THE PROBLEM
Count the lines in the entries below that contain the string "white" and give only the number.

[Entries from a data collection]
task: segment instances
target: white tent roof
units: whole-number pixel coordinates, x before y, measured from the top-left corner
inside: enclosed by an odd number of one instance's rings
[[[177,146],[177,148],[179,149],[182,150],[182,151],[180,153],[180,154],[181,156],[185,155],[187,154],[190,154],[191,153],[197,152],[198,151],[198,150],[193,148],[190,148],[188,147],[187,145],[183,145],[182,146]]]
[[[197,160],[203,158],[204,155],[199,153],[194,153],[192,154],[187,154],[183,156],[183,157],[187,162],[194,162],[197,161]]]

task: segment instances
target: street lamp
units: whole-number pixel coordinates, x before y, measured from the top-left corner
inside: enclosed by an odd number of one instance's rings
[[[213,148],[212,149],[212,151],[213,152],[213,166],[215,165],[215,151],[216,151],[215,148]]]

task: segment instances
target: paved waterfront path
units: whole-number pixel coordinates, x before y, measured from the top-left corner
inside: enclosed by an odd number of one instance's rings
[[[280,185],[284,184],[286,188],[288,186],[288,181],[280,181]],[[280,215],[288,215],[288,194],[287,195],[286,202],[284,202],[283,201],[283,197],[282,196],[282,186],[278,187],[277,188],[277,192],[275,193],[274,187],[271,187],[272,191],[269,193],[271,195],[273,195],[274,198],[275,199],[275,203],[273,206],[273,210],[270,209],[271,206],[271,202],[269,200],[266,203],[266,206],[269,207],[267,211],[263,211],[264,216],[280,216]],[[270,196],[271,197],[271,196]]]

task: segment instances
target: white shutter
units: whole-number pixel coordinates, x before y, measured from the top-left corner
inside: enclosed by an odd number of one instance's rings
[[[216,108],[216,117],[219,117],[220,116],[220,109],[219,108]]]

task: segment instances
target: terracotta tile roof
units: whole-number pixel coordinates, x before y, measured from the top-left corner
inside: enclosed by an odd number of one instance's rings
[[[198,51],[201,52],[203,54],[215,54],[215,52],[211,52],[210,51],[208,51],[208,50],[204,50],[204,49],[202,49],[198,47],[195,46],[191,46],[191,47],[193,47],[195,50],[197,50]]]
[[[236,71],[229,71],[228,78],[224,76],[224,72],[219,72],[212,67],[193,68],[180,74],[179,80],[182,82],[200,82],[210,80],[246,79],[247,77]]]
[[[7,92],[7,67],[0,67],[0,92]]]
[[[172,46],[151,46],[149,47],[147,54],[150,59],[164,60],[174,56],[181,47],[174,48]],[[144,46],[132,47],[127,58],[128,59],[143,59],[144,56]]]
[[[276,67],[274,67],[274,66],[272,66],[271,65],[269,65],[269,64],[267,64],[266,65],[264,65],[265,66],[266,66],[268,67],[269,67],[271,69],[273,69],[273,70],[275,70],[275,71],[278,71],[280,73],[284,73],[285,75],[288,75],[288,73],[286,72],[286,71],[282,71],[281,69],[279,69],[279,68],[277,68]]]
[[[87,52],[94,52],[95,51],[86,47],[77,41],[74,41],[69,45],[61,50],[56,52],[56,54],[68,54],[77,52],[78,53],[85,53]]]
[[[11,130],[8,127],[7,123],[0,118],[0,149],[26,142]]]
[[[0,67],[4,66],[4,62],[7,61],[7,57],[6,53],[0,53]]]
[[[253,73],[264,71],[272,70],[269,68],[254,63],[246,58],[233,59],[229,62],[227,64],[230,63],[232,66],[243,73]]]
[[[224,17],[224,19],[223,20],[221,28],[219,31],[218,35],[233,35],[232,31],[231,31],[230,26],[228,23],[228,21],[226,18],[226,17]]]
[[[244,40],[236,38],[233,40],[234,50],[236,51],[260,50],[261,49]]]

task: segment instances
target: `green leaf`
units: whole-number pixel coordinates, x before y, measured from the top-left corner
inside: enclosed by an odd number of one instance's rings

ANSWER BELOW
2